Things to do
1) Do these statements agree with the financial report excerpt? For each, answer yes or no and quote the deciding words exactly. (a) The note entered into on March 26, 2019 is guaranteed by an officer of the Company. (b) The Holder of the July 10, 2018 Promissory Note has declared a default. (c) The company believes inflation had a material effect on its results of operations during the six months ended June 30, 2019.
2) Answer from the financial report excerpt:
(a) What annual interest rate does the July 10, 2018 Unsecured Promissory Note carry?
(b) What daily repayment does the March 26, 2019 note require, and for how many days?
(c) What are the anticipated cash needs for the next 12 months?
3) Pick up the financial report excerpt after its final sentence and keep writing.

Text shown

- - -

On July 10, 2018, the Company entered into a one year Unsecured Promissory Note in the principal amount of $50,000, with an interest rate of 30% per annum. Five monthly progress payments of $5,000 was due beginning on August 10, 2018. The Company made a payment of $5,000 on November 19, 2018 and December 3, 2018. The Company did not make the progress payments due on October, November and December 10, 2018. As such, this Promissory Note is in default. However, the Holder of the Promissory Note has not declared a default.

 

On March 26, 2019, the Company entered into an unsecured promissory note for net proceeds of $22,515 The note accrues interest at 149% per annum; requires daily repayments of $170 for 248 days and is guaranteed by an officer of the Company.

 

To date, our operations have not generated any profits.  We have funded our operating to date through the sales of common stock and issuance of notes payable and convertible notes payable.  Our ability to continue as a going concern is dependent upon use raising sufficient debt or equity capital to sustain operations until such time as we can generate a profit from our operations.    We are currently working with investors to provide us with the necessary funding, but there can be no assurances we will obtain such funding in the future.  Failure to obtain this additional financing will have a material negative impact on our ability to generate profits in the future.  We anticipate sales will increase during 2019.   As such, our anticipated cash needs to fund operations and pay our notes for the next 12 months is approximately $500,000.

 

Inflation

 

Although our operations are influenced by general economic conditions, we do not believe that inflation had a material effect on our results of operations during the six months ended June 30, 2019.

 

Critical Accounting Estimates

 

The discussion and analysis of our financial condition and results of operations are based upon our financial statements, which have been prepared in accordance with accounting principles generally accepted in the United States. The preparation of these financial statements requires us to make estimates and judgments that affect the amounts of assets, liabilities, revenues and expenses, and related disclosure of contingent assets and liabilities. On an on-going basis, we evaluate our estimates based on historical experience and on various other assumptions that are believed to be reasonable under the circumstances, the results of which form the basis for making judgments about the carrying values of assets and liabilities that are not readily apparent from other sources. Actual results may differ from these estimates under different assumptions or conditions. The following represents a summary of our critical accounting policies, defined as those policies that we believe are the most important to the portrayal of our financial condition and results of operations and that require management's most difficult, subjective or complex judgments, often as a result of the need to make estimates about the effects of matters that are inherently uncertain.

- - -

Raw data
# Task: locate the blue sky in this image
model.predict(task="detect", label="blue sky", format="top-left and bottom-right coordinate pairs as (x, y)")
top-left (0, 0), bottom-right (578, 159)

- - -

Per-task outputs
1)
(a) Yes: "is guaranteed by an officer of the Company"
(b) No: "the Holder of the Promissory Note has not declared a default."
(c) No: "we do not believe that inflation had a material effect on our results of operations during the six months ended June 30, 2019."

2)
(a) 30% per annum
(b) $170 a day for 248 days
(c) Approximately $500,000

3)
 

Use of Estimates

 

The preparation of financial statements in conformity with generally accepted accounting principles requires management to make estimates and assumptions. These estimates and assumptions affect the reported amounts of assets and liabilities and disclosure of contingent assets and liabilities at the date of the financial statements and the reported amounts of revenues and expenses during the reporting period. Actual results could differ from those estimates. It is possible that accounting estimates and assumptions may be material to the Company due to the levels of subjectivity and judgment involved.

 

Accounts Receivable

 

The Company grants credit to customers under credit terms that it believes are customary in the industry and does not require collateral to support customer receivables. The Company currently does not provide an allowance for doubtful collections, which is based upon a review of outstanding receivables, historical collection information, and existing economic conditions. Normal receivable terms vary from 30-90 days after the issuance of the invoice and typically would be considered past due when the term expires. Delinquent receivables are written off based on individual credit evaluation and specific circumstances of the customer.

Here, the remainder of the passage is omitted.